▶ _PLANTEAMIENTO 1_:
En el fragmento sobre los premios Nobel, ¿por qué Miguel Ángel Asturias "vino a su país" antes de emprender el viaje en tren a Estocolmo? Responde en una o dos oraciones.
▶ _PLANTEAMIENTO 2_:
Prolonga el fragmento sobre los premios Nobel a partir de su última oración, sin repetir nada de lo ya dicho.

▶ _FRAGMENTO CITADO_:

┄┄┄┄┄┄

A veces, con afán un tanto deportivo, repaso la nómina de los premios Nobel de todos los tiempos, a quienes he leído, cuáles no leería nunca, cuales otros no volvería a leer, y aquellos cuyos nombres no me dicen nada. Están inscritos en las lápidas de un vasto cementerio, algunas de ellas sobresalientes, otras perdidas entre la hierba.

¿Qué pasa, por ejemplo, con mi paisano centroamericano, Miguel Ángel Asturias? Cuando le concedieron el premio Nobel las campanas de todas las iglesias de Guatemala se echaron al vuelo, y antes de hacer su triunfal viaje en tren a Estocolmo, vino a su país, porque entonces vivía en Europa, y fue revestido con honores provincianos; una copa de champaña en el palacio presidencial, las llaves de la ciudad que le otorgaba el municipio, diplomas de asociaciones artísticas, algún concierto de marimba en su homenaje.

┄┄┄┄┄┄

▶ _FILAS_:
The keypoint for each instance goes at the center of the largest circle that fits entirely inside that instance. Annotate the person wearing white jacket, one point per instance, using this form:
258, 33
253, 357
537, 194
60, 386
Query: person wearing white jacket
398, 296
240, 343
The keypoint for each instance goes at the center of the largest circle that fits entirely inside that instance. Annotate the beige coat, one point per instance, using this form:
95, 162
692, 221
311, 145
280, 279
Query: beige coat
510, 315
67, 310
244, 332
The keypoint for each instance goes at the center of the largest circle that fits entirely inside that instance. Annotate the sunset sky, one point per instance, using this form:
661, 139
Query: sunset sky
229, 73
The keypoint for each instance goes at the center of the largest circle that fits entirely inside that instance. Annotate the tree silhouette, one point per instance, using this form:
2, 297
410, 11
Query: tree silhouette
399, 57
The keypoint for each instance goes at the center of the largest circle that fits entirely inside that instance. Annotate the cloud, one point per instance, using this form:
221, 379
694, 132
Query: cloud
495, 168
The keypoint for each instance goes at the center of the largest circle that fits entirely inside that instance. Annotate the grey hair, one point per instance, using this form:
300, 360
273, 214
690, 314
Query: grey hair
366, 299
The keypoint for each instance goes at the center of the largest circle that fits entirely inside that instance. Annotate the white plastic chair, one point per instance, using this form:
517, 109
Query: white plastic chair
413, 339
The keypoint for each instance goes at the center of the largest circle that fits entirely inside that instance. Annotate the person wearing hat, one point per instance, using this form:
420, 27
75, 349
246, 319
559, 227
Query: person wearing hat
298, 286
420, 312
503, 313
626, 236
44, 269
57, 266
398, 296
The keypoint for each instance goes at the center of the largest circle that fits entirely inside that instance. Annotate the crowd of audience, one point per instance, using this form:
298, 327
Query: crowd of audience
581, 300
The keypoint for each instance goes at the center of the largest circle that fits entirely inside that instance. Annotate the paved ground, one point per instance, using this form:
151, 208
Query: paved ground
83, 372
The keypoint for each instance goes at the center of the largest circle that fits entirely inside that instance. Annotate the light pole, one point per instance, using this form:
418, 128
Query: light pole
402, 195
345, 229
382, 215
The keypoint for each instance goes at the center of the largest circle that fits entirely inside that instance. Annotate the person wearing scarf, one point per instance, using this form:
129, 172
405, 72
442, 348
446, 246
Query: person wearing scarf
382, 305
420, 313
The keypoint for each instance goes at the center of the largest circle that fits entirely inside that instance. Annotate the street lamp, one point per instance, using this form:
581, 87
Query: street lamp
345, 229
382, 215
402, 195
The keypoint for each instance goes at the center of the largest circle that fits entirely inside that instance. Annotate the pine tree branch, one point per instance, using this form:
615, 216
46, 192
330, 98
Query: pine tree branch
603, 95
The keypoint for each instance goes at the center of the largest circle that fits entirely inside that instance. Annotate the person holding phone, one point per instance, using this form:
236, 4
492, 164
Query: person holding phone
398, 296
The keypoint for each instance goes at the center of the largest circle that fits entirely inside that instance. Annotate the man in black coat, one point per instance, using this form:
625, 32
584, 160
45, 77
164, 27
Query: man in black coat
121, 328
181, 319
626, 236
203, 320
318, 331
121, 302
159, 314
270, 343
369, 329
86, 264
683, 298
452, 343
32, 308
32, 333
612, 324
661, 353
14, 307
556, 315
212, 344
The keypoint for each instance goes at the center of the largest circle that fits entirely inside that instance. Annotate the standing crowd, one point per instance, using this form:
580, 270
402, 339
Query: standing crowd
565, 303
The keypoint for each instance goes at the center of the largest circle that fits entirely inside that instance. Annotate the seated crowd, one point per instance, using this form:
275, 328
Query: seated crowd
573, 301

┄┄┄┄┄┄

▶ _RESULTADO 1_:
Porque en ese momento Asturias vivía en Europa.

▶ _RESULTADO 2_:
Yo era entonces joven funcionario del Consejo Superior Universitario Centroamericano y lo busqué en casa de su hermano, donde se alojaba, para rendirle una visita protocolaria. Me recibió con cortesía diplomática, rotunda su estampa de ídolo maya, generoso el vientre, el traje un tanto flojo, ceremonioso, comedido en su gloria.

Tenía la estampa de un hombre de buen diente, y sí que lo fue, como lo demuestra el libro que escribió al alimón con Pablo Neruda, Comiendo en Hungría, donde relatan sus aventuras culinarias en Budapest y sus alrededores,  cuando coincidieron en agosto de 1965 como invitados oficiales del Partido Comunista.

Como valientes comedores que ambos eran, emprendieron una bien planeada excursión por los más señalados y augustos  restaurantes de la ciudad y sus alrededores, todos propiedad del estado, y sus anfitriones del partido sabían escoger bien cuáles platos de la cocina magiar los seducirían mejor.

Se llamaban entre ellos "chompipones", en burla mutua a su lento andar de pavos orgullosos, o guajolotes rozagantes, "poetas gordos" los dos, de figuras infladas. En aquellos restaurantes, cuyos decorados recordaban aún las glorias del imperio austrohúngaro, les dispensaban las mismas atenciones que a los jerarcas de la nomenclatura del partido de los trabajadores, y cuando les tocaba comer fuera de la ciudad, los recibían y agasajaban el alcalde del lugar y demás autoridades. Toda una gira triunfal.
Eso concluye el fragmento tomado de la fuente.